SOURCE INFORMATION =>
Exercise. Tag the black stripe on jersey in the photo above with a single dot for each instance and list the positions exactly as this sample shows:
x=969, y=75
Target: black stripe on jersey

* * *

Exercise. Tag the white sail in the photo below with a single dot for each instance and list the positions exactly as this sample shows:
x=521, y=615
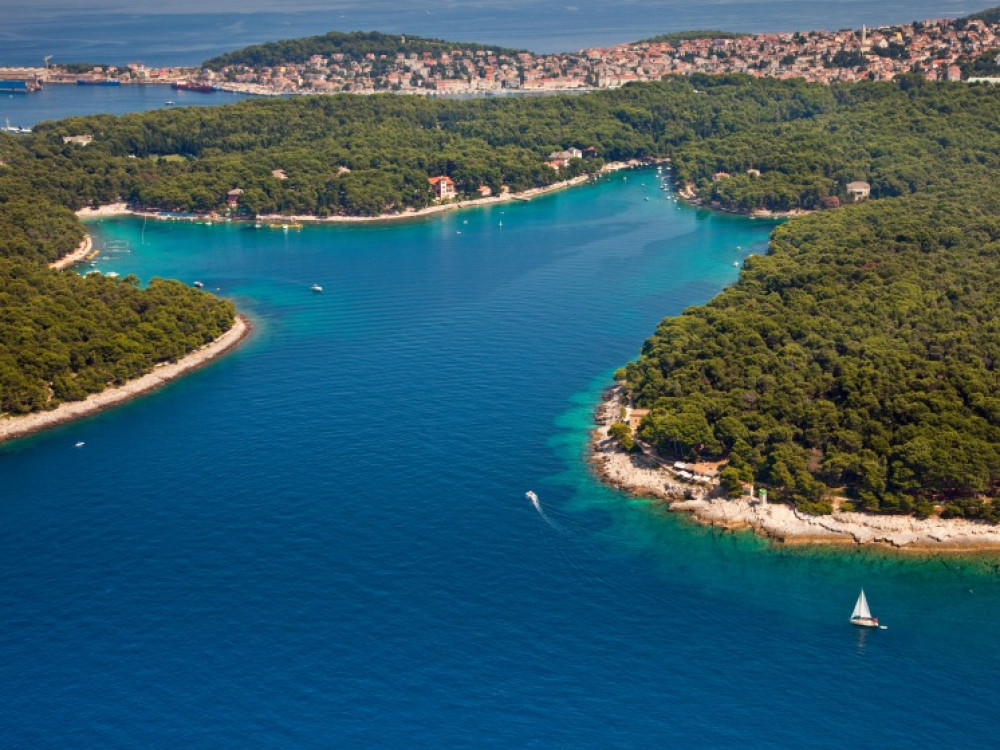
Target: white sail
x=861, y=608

WHAT IS BEING ASKED =>
Send back an exact copy of only the lines from the line with "Exercise. Tag the black" up to and including the line with "Target: black stripe on jersey" in the data above.

EXERCISE RESULT =>
Exercise. Tag the black stripe on jersey in the photo above with a single dot for each instance and list the positions exactly as this sample shows:
x=969, y=75
Target: black stripe on jersey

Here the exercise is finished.